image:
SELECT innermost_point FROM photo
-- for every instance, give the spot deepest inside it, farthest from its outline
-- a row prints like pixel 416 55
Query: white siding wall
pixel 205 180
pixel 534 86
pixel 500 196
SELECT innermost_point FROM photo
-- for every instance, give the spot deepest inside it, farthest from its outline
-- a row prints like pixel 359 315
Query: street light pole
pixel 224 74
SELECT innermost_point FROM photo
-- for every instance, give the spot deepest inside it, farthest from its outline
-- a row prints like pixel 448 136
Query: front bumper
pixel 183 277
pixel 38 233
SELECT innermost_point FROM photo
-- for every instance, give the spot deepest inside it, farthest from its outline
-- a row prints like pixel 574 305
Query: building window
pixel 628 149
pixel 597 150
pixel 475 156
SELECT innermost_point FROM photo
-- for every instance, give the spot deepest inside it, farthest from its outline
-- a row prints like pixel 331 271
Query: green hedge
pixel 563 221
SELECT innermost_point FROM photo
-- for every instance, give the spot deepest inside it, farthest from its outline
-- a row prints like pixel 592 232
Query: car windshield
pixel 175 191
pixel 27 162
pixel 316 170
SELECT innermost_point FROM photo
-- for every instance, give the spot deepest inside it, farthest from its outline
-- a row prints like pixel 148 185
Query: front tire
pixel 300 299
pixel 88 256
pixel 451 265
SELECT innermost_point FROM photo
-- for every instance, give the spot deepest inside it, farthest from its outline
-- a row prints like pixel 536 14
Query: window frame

□ □ □ □ □

Lines from the one containing "-- a row prints like pixel 592 232" to the end of the data are to be printed exactly, including the first and last.

_Response below_
-- a row prints like pixel 592 232
Query: car windshield
pixel 175 191
pixel 27 162
pixel 316 170
SELECT innermost_point FROM photo
-- for every instance, give the spot deepest inside it, farthest from its outline
-- a row prints like pixel 148 185
Query: front tire
pixel 300 299
pixel 88 256
pixel 451 265
SELECT innermost_point FROM photo
-- for every instance, give the spot deepest inside it, farthest from its outline
-- a row prints like pixel 536 14
Query: window frame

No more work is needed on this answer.